Task objective: Print every entry below verbatim, line for line.

Records from a dataset:
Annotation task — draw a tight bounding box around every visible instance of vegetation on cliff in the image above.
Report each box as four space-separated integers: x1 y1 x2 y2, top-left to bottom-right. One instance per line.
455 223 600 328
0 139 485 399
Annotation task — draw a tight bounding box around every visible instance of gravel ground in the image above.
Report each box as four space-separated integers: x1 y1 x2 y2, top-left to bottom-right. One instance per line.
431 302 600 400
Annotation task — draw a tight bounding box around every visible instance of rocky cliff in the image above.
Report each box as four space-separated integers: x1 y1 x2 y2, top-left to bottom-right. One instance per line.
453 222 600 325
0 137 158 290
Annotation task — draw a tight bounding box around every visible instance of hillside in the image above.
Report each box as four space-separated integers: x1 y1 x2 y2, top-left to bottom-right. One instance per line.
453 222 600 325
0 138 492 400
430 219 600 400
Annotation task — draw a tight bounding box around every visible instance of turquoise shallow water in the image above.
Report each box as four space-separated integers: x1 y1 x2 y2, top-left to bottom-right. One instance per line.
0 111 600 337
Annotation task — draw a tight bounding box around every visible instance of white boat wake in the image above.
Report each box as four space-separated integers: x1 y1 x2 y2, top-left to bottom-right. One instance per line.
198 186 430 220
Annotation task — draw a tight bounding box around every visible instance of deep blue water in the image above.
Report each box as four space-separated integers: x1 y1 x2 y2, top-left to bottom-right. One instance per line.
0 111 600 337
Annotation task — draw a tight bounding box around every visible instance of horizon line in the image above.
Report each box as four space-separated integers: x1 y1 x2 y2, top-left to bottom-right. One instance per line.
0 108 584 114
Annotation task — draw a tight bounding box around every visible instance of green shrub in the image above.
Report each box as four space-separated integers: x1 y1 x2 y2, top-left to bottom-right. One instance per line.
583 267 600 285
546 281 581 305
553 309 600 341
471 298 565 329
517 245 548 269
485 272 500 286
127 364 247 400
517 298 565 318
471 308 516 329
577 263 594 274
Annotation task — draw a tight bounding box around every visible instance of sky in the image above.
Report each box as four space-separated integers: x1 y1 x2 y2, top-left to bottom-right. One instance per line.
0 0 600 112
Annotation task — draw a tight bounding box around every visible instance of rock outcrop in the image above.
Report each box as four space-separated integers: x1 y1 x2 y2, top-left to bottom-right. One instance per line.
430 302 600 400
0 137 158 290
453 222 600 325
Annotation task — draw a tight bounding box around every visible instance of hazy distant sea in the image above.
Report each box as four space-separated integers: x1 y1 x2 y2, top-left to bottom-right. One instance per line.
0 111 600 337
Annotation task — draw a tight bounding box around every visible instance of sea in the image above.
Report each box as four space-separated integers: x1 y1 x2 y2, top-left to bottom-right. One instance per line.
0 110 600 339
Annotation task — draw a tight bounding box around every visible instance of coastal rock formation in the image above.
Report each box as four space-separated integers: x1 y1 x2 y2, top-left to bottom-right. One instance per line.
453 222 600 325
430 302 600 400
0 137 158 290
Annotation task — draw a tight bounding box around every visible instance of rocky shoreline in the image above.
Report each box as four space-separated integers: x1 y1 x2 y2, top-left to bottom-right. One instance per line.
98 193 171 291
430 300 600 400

Final result:
Annotation task — draw a tight bounding box around every visible instance of vegetation on cliff in the image above.
Report each box as four space-separated integers: x1 y1 x2 y2, top-left to bottom-right. One instance per line.
455 223 600 328
0 139 485 399
Annotation task — draw a tight bounding box around every visible instance of gravel ground in the image above.
Report each box as four space-separated integers: x1 y1 x2 y2, top-left to bottom-right. One instance per line.
431 302 600 400
Annotation task — draw a tight bounding box around every visible instance of rocky cliff in the image above.
Report each box as four space-separated integers: x1 y1 x2 y2, top-left to bottom-right. One instance per line.
453 222 600 325
0 137 158 290
Annotation task — draw a tight bounding box around every visible instance of hillside in the image above.
Report each box as four space-separated integers: x1 y1 x2 y2, top-left to bottom-right. One instance per line.
453 222 600 325
0 138 492 400
430 219 600 400
Annotation task — draw a tight bounding box around every visible instance of turquoise shallow water in the image above.
Report each box as four space-separated integers: x1 y1 x2 y2, top-left to bottom-right. One instance per line.
0 111 600 337
Annotation task — draw a tight bounding box around every visible instance of white boat wake in the image above.
Report each box as four space-separated integers: x1 y1 x2 y2, top-left to bottom-right. One instance per line.
198 186 430 220
Annotation task — draw a tight bounding box around every visible instance of deep blue water in the image above.
Report each box as four space-separated integers: x1 y1 x2 y2, top-left to bottom-right. One instance per line.
0 111 600 337
Annotation task — draw a tight bounding box around every visible instance of horizon line in the image above.
Report each box as four space-separated integers: x1 y1 x2 y2, top-left to bottom-right. One instance per line.
0 108 584 114
Annotation task — draw a tight bounding box around every visible instance of green shrub in the image above.
Report each box as four space-separated integers: x1 y1 x2 y2, top-left to bottom-right. One instance per line.
583 267 600 285
546 281 581 305
553 309 600 341
471 298 565 329
517 245 548 269
485 272 500 286
127 364 247 400
517 298 565 318
471 308 516 329
577 263 594 274
Annotation task — draw a tight bounding box around every visible instance of sky in the image above.
Report each box as four space-separated integers: x1 y1 x2 y2, top-left to bottom-right. One instance per line.
0 0 600 112
Annotation task — draw a tight bounding box around every visible instance of rock outcrop in the image above.
Report each box as four space-separated integers: x1 y1 x2 y2, top-left to bottom-right. One instance per line.
430 302 600 400
0 137 158 290
453 222 600 325
Annotation task — draw a tight bounding box around every visible instance of hazy distant sea in the image above.
Report each box as four space-separated integers: x1 y1 x2 y2, top-left to bottom-right. One instance per line.
0 111 600 337
Annotation task — draw a tight bounding box around every visible instance of sea in the image above.
Report each box as four space-separated integers: x1 y1 x2 y2, top-left to bottom-right. One instance per line.
0 110 600 339
Annotation task — draw a tight bounding box around every visible instance of coastal rock formation in the image above.
Report each box as four space-separated integers: x1 y1 x2 y2, top-left to bottom-right. One instance per line.
453 222 600 325
430 302 600 400
0 137 158 290
Annotation task — draw a tight bounding box around every visible instance of rocky shoreline in the image above.
Report each box as four space-separated integers: x1 y1 x2 y2, top-left to bottom-right. One instance per line.
98 193 171 291
430 300 600 400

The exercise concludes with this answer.